* TASK INSTRUCTIONS *
Report how many lines below contain the word "white". Write only that number.
• • •
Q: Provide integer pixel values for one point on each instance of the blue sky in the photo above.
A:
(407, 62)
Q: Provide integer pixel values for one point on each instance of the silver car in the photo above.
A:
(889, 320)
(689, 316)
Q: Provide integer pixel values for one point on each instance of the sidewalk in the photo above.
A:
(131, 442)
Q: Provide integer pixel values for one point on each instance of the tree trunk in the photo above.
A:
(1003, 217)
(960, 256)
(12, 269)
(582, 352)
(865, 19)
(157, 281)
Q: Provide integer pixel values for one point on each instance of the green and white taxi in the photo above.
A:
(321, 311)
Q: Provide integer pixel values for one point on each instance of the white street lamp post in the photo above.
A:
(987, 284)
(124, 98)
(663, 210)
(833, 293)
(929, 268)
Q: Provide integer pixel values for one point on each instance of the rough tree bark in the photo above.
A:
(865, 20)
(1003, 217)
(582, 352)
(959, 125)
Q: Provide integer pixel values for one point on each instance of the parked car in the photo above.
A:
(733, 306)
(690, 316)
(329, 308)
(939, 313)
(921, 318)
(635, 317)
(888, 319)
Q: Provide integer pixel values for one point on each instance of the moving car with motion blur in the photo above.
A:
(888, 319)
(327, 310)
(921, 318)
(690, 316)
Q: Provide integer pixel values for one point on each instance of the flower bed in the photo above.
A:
• • •
* REPLY TO THE EXERCISE *
2